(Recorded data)
--------------------
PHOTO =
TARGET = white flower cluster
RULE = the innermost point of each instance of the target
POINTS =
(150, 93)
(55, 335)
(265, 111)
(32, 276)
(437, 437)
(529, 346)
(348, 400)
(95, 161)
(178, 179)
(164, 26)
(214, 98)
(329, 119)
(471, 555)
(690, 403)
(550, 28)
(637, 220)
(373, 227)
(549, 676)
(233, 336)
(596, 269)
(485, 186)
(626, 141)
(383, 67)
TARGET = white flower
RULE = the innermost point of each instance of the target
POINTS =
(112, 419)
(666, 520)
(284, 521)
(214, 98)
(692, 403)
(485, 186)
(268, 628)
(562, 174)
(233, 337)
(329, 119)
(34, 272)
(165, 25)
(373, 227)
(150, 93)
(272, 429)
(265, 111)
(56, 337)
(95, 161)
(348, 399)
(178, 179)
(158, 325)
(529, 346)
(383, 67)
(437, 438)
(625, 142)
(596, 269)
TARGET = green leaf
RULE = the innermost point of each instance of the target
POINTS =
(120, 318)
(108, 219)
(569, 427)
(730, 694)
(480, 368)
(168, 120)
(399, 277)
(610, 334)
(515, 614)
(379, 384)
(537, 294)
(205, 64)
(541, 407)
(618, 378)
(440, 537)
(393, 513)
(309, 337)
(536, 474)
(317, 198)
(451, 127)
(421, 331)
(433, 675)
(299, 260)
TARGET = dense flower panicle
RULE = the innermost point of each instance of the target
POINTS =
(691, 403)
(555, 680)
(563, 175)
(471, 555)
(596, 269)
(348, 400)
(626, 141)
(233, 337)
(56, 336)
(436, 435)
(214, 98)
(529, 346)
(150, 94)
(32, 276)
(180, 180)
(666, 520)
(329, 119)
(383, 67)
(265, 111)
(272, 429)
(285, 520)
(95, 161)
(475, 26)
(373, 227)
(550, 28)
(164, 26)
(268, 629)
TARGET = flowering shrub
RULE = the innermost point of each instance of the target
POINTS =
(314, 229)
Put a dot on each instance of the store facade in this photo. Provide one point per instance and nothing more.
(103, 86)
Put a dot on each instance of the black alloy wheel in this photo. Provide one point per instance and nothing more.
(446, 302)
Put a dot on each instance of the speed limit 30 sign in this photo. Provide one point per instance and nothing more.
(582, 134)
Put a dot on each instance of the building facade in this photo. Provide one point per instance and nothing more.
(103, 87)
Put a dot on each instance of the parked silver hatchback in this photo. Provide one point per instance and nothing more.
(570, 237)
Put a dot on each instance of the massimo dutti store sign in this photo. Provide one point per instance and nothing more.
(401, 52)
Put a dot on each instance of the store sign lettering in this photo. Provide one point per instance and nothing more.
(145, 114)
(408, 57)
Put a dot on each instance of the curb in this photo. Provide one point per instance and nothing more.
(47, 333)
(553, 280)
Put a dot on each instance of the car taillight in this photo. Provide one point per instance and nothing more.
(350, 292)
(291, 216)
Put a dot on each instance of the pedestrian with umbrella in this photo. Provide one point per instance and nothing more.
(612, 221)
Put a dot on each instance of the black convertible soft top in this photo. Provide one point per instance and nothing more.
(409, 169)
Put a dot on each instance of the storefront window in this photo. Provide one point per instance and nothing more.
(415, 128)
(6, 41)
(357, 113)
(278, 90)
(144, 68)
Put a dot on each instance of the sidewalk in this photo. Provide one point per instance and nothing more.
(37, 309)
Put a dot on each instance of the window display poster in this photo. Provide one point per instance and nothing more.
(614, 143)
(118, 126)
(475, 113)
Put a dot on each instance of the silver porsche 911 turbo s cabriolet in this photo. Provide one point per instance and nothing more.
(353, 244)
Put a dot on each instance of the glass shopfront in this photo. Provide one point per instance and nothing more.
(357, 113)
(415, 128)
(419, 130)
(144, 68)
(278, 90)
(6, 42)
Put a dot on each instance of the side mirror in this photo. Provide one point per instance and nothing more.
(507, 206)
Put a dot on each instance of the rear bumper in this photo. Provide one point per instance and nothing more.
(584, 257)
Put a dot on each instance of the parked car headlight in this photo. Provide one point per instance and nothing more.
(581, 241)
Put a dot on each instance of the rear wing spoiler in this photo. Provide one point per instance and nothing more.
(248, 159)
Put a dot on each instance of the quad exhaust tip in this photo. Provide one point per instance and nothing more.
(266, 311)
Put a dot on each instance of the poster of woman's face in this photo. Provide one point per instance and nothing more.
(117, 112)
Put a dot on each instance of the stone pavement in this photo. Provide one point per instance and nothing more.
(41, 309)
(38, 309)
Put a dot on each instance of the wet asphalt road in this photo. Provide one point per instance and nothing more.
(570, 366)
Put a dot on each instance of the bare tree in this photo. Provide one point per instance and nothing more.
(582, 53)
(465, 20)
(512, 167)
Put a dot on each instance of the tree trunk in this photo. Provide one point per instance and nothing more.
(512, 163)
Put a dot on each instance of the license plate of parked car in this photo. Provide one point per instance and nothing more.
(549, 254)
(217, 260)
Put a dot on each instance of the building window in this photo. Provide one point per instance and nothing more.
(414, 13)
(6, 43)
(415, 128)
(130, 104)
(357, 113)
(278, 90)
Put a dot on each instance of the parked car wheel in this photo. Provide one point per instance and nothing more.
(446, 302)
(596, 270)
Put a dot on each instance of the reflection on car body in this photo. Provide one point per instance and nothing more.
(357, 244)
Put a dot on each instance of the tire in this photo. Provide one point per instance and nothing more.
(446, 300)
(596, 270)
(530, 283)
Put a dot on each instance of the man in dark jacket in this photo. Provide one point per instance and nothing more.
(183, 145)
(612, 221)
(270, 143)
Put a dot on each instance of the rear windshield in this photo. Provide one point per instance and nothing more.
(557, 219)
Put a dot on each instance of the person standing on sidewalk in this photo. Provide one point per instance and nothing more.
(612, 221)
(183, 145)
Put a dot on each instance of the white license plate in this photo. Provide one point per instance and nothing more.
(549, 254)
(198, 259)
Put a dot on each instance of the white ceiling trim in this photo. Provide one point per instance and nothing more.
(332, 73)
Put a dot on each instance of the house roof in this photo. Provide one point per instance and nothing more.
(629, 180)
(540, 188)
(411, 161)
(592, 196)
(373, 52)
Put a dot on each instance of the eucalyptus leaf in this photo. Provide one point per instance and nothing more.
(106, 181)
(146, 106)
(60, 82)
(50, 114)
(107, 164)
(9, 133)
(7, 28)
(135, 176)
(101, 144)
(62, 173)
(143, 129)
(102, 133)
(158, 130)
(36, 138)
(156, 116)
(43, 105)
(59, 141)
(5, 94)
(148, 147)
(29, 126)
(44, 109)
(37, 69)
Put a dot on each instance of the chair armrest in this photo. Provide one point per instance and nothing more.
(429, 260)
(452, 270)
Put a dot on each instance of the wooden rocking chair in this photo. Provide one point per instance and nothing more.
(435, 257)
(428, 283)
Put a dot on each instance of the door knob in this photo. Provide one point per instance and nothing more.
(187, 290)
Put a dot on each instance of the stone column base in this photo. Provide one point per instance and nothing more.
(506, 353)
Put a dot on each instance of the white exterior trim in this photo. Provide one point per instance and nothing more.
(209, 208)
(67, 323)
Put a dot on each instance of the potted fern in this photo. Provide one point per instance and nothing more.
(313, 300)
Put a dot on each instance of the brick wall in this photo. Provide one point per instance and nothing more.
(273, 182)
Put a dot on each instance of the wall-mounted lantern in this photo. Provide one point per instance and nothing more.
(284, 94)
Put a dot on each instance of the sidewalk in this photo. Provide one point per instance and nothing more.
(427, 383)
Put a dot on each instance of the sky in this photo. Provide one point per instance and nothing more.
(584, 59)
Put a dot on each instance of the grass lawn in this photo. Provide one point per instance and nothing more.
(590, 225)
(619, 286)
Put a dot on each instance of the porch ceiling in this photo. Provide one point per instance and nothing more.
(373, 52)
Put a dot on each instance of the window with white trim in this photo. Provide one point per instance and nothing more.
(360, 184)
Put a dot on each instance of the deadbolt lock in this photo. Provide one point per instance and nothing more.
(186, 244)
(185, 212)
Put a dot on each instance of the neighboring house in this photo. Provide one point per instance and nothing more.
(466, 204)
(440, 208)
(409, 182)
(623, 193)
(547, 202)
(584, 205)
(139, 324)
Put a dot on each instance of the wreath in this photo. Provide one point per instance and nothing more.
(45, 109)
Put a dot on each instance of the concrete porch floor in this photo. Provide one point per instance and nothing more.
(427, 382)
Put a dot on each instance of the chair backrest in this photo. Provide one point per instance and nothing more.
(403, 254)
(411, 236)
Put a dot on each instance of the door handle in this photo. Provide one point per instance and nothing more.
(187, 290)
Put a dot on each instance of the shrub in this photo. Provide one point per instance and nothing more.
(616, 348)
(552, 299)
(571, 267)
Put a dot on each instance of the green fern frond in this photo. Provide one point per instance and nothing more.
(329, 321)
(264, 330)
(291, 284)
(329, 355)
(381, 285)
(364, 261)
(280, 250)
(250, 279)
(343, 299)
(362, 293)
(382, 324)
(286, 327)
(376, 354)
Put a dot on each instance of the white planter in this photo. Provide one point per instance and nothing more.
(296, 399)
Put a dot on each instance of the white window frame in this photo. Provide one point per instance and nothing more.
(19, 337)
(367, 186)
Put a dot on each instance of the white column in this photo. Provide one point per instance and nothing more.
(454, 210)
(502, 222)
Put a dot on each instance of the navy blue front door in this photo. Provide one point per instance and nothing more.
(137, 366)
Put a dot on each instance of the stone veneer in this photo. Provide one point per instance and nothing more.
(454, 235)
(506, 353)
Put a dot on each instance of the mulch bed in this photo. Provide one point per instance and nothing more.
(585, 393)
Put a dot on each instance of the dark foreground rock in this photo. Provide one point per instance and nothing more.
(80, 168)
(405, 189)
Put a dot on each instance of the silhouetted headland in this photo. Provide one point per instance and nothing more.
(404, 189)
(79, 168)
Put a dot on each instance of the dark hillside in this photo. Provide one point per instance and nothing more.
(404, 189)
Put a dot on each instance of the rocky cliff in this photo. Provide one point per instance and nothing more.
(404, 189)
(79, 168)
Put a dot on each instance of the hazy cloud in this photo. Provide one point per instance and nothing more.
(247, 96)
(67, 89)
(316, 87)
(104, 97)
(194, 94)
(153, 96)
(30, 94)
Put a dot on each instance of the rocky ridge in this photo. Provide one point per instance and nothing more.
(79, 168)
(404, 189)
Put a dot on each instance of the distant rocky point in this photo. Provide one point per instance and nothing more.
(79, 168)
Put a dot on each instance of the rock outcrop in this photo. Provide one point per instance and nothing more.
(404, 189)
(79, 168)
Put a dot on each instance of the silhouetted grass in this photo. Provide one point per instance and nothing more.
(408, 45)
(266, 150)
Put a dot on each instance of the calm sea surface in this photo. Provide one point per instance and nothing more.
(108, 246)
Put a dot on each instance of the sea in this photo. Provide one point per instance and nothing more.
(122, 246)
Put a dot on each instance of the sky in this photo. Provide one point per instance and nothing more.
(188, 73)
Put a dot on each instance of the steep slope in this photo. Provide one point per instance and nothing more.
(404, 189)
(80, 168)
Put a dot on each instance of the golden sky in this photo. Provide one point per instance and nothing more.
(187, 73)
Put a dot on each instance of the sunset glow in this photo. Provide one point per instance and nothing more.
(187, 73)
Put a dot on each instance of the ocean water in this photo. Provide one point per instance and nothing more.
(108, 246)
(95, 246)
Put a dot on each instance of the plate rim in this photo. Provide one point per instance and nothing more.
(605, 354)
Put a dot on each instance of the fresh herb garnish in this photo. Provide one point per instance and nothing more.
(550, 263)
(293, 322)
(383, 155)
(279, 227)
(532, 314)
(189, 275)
--------------------
Exercise aim:
All lines from the one containing "Put a dot on each instance of the ocean" through the last line of the data, both included, are to be retyped exactly, and no other line belongs in the answer.

The answer:
Put a dot on each instance of the ocean water in this photo. Provide one point per instance and nothing more.
(108, 246)
(95, 246)
Put a dot on each instance of the plate rim in this photo. Provide one point per instance and nothing more.
(605, 354)
Put a dot on each instance of the fresh herb garnish in this photo. Provide one point per instance and nothing more.
(550, 263)
(293, 322)
(383, 155)
(279, 227)
(532, 314)
(189, 275)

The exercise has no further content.